%%

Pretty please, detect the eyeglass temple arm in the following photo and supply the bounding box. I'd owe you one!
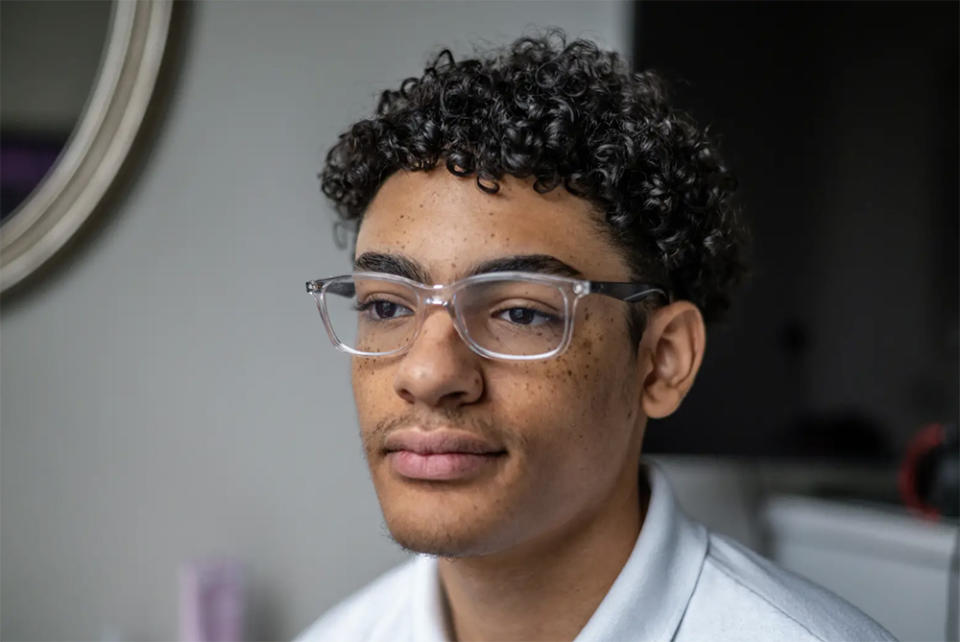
[590,281,672,303]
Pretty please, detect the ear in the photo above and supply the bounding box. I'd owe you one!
[640,301,707,419]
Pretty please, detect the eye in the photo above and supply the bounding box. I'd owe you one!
[494,307,557,325]
[357,299,413,321]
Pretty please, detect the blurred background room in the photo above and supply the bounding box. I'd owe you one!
[0,0,960,641]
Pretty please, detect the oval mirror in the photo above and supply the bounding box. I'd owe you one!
[0,0,172,293]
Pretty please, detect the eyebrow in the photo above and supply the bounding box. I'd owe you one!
[353,252,583,283]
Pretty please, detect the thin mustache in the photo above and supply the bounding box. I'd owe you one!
[364,413,503,452]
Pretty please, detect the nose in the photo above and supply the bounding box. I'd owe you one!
[394,308,484,409]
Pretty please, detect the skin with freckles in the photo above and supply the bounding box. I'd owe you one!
[352,168,705,640]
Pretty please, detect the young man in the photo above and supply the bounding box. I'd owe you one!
[300,32,892,642]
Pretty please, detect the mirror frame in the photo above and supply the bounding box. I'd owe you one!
[0,0,173,294]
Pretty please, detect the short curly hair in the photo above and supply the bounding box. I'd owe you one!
[320,29,749,334]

%%

:: DIRECTION ::
Substitute "provide" for "supply" throughout all of the records above, keep everything else the same, and omit the pictures.

:: SOLUTION ::
Pretty please, detect the eyeglass temple arm in the following photo and provide the bounding box. I'd owe you one!
[590,281,672,303]
Pretty please, detect the ear in the photo above and provide the bounding box. I'd owe you one!
[640,301,707,419]
Pretty please, detect the eye in the photo above and provide the bounding box. I'd owe you one!
[494,307,557,325]
[357,299,413,321]
Pretty please, detect the blurred background room in the photo above and provide the bounding box. I'd owe you one!
[0,0,960,641]
Pretty please, detect the oval mirror in the photo above and provide the bounding box. I'd owe you one!
[0,0,172,293]
Pretty please, detect the eyebrow in the photo above and provide the bounding box. I'd owe you one!
[353,252,583,283]
Pretty please, detect the thin mustache in the photo above and provide the bounding box. I'd owe you one!
[364,413,503,452]
Pretty please, detect the nose in the photo above and provide the bounding box. I'd owe you one!
[394,308,484,409]
Pretty please, detect the skin with freckles in the photo above and provide the bounding box. I'd owe you one!
[352,168,705,640]
Pretty please, detect the young man in the photo above and provide the bounding box. I'd owe you one!
[300,32,892,642]
Pretty please, detect the mirror frame in the photo above and provide the bounding box. I'd owe you one!
[0,0,173,294]
Pretty please, detect the short curly hair in the photo above and provide the bounding box. I'd owe you one!
[320,29,749,334]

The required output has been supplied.